═══ Data for analysis
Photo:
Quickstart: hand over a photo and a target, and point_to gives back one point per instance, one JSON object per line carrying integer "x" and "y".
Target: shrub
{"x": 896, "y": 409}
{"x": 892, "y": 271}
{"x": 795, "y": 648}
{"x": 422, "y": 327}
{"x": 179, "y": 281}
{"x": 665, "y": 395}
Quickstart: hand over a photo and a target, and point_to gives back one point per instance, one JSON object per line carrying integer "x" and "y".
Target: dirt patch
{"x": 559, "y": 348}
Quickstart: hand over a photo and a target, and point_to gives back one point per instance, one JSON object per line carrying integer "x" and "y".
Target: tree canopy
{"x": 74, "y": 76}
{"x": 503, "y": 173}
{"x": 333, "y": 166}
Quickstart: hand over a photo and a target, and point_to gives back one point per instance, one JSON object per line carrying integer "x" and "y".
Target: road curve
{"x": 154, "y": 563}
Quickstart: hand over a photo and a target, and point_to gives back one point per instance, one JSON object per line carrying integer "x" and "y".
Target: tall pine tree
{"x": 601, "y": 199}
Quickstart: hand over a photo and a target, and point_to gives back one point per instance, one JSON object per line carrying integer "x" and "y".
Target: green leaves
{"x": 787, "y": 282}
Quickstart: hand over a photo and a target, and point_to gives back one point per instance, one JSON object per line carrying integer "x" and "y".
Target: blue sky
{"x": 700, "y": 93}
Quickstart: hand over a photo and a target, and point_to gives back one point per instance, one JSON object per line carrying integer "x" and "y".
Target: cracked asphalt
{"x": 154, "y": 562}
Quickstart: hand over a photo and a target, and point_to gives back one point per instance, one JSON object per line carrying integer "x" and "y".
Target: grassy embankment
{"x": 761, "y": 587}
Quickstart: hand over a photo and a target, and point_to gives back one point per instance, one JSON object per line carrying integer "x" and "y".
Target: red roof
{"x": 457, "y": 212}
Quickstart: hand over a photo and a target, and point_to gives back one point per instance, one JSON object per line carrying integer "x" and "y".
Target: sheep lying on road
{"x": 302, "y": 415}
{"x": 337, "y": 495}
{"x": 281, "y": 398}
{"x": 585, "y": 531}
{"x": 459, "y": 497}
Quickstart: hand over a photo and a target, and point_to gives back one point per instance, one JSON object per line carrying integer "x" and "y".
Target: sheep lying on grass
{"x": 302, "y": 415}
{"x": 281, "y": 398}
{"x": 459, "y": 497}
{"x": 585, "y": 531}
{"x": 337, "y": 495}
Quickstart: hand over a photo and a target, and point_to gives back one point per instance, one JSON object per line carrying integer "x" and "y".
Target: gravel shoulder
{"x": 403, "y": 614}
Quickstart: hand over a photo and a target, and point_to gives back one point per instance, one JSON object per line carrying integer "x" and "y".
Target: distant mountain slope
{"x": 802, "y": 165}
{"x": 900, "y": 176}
══════
Using the material above, retype every line without altering it.

Photo:
Quickstart: hand over a photo and a target, and point_to gives back one point per instance, one JSON object per line carrying integer "x" and "y".
Target: shrub
{"x": 896, "y": 409}
{"x": 892, "y": 271}
{"x": 795, "y": 648}
{"x": 422, "y": 327}
{"x": 179, "y": 281}
{"x": 665, "y": 395}
Quickstart: hand over a photo and a target, and point_to gives back one point per instance, one JSON object per line carrying integer "x" and "y".
Target: dirt patch
{"x": 559, "y": 348}
Quickstart: hand over a photo and a target, and point_to gives back one point per instance, one JSON object per line carrying integer "x" and "y".
Target: tree canopy
{"x": 74, "y": 76}
{"x": 503, "y": 173}
{"x": 333, "y": 166}
Quickstart: hand over a photo and a target, and point_to gives back one point per instance, one JSON object per line carrying integer "x" and "y".
Target: road curve
{"x": 154, "y": 563}
Quickstart: hand over a photo and a target, and point_to gives back one point per instance, one JSON object per line carrying integer "x" and "y".
Target: tall pine tree
{"x": 601, "y": 199}
Quickstart: hand over a photo and a target, and point_to gives back one point per instance, one JSON object per line carrying integer "x" and "y".
Target: green leaves
{"x": 787, "y": 282}
Quickstart: hand over a photo and a target, and point_to gives back one point per instance, one JSON object per line carrying integer "x" and "y".
Target: blue sky
{"x": 700, "y": 93}
Quickstart: hand over a photo and a target, and point_to gives back one point per instance, one JSON object per line carrying integer "x" and "y".
Target: cracked asphalt
{"x": 154, "y": 562}
Quickstart: hand over a photo and a target, and point_to gives back one point per instance, one JSON object per line carrying integer "x" and "y".
Target: grassy embankment
{"x": 761, "y": 587}
Quickstart: hand over a photo and a target, and point_to gives back one point per instance, one JSON object per line carrying integer "x" and "y".
Target: red roof
{"x": 457, "y": 212}
Quickstart: hand over a photo and a target, and point_to gives back one point per instance, one JSON object per line carrying integer "x" and "y".
Target: sheep lying on road
{"x": 302, "y": 415}
{"x": 337, "y": 495}
{"x": 281, "y": 398}
{"x": 585, "y": 531}
{"x": 459, "y": 497}
Quickstart: hand over a photo and a target, and point_to gives back one point per instance, one JSON object per line carrying integer "x" and "y".
Target: sheep lying on grass
{"x": 302, "y": 415}
{"x": 281, "y": 398}
{"x": 459, "y": 497}
{"x": 585, "y": 531}
{"x": 337, "y": 495}
Quickstart: hand over a photo and a target, and point_to gives back one point per instance, one JSON object per line carrying integer "x" and "y".
Target: gravel shoulder
{"x": 403, "y": 614}
Quickstart: hand over a photo and a target, and point_to gives back one point per instance, one JSON object per line carrying integer "x" and "y".
Target: distant mountain slope
{"x": 802, "y": 165}
{"x": 900, "y": 176}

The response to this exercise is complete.